• EXERCISE AIM: Tally the lines in the rows below that contain the string "lilac", treating uppercase and lowercase as different, and reply with only that number.

• ITEMS:

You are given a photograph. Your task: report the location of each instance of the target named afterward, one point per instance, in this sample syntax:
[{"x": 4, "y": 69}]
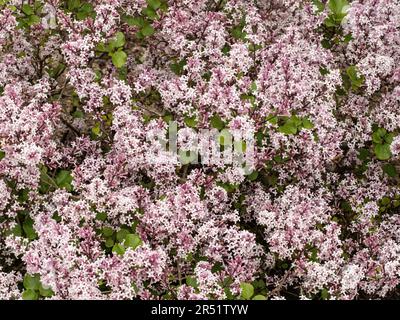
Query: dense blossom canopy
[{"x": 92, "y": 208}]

...

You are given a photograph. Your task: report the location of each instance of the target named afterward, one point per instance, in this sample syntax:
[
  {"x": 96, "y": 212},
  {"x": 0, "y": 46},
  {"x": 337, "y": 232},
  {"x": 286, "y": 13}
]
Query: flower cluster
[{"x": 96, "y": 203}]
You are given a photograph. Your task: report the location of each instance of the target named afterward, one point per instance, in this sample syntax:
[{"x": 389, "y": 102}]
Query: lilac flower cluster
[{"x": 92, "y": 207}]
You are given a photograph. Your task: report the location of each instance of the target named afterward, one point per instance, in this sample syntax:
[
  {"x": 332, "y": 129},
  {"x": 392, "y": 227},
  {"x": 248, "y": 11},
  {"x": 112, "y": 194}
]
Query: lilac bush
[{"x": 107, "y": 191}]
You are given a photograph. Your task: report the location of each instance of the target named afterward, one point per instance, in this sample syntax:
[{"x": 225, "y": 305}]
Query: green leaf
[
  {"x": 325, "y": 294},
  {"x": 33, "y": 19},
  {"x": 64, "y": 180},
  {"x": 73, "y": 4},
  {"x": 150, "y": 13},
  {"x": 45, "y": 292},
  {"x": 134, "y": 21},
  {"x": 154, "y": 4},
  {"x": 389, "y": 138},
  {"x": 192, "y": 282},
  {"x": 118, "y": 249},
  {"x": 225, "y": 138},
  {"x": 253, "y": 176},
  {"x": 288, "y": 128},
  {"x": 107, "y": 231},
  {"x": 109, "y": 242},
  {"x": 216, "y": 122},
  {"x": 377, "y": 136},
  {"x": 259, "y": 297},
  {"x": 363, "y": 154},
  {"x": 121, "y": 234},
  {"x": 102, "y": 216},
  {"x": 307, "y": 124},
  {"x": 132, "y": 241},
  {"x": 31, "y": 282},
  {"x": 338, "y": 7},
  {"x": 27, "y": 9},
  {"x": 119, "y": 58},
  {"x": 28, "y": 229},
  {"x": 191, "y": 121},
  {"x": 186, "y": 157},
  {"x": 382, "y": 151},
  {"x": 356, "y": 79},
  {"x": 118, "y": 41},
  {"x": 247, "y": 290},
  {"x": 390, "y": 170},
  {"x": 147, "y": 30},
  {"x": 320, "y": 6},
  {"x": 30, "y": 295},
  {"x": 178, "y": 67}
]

• ANSWER TO THE EXERCISE: 2